### PROBLEM TO WORK ON
Reproduce everything in the text on the social and environmental side of AV deployment from "As for the Social" down to "landscape are harmful.", word for word.

As for the Social and environmental dimensions,5 AV deployment might impact the environment, landscape, adopters of AV, recipient communities, biodiversity, and the surrounding ecosystem (Casanova, 2023; Hu, 2023; Taylor et al., 2023). Regarding the effect on the landscape, opinions diverge due to both the objective diversity of AV systems under scrutiny, and the subjective perspective of the observer. It seems true that “…in some rural landscapes - climate-friendly areas and beautiful landscape - people say that we do not have to put [PV] panels there because the artificialisation of the soil could alter the landscape” (I5). However, it is also true that “…the beauty and landscape are perceptions and people see it differently” (I4), and not all modifications of the natural landscape are harmful.

### INFORMATION SHOWN
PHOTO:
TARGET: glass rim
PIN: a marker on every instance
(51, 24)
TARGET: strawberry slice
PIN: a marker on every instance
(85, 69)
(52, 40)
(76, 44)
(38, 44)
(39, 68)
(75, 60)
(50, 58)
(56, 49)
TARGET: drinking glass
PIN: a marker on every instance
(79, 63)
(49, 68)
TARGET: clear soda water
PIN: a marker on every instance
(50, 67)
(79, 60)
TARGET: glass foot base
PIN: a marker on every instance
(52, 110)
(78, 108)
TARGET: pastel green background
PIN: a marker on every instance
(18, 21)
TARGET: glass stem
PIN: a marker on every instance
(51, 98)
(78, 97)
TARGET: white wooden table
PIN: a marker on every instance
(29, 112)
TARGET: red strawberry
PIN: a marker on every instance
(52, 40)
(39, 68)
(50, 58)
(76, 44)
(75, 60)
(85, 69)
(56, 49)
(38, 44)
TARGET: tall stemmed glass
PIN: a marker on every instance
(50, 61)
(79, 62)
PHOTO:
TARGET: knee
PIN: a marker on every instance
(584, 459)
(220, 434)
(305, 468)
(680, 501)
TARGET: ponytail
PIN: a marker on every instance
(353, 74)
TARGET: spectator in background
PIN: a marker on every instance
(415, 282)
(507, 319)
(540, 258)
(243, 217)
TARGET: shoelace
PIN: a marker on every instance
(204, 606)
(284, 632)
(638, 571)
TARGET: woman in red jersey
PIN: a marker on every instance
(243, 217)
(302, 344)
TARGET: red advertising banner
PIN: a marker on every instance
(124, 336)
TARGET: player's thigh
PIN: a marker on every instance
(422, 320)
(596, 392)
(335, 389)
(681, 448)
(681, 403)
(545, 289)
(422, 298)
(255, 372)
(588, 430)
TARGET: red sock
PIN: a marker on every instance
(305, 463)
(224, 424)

### EXERCISE RESULT
As for the Social and environmental dimensions,5 AV deployment might impact the environment, landscape, adopters of AV, recipient communities, biodiversity, and the surrounding ecosystem (Casanova, 2023; Hu, 2023; Taylor et al., 2023). Regarding the effect on the landscape, opinions diverge due to both the objective diversity of AV systems under scrutiny, and the subjective perspective of the observer. It seems true that “…in some rural landscapes - climate-friendly areas and beautiful landscape - people say that we do not have to put [PV] panels there because the artificialisation of the soil could alter the landscape” (I5). However, it is also true that “…the beauty and landscape are perceptions and people see it differently” (I4), and not all modifications of the natural landscape are harmful.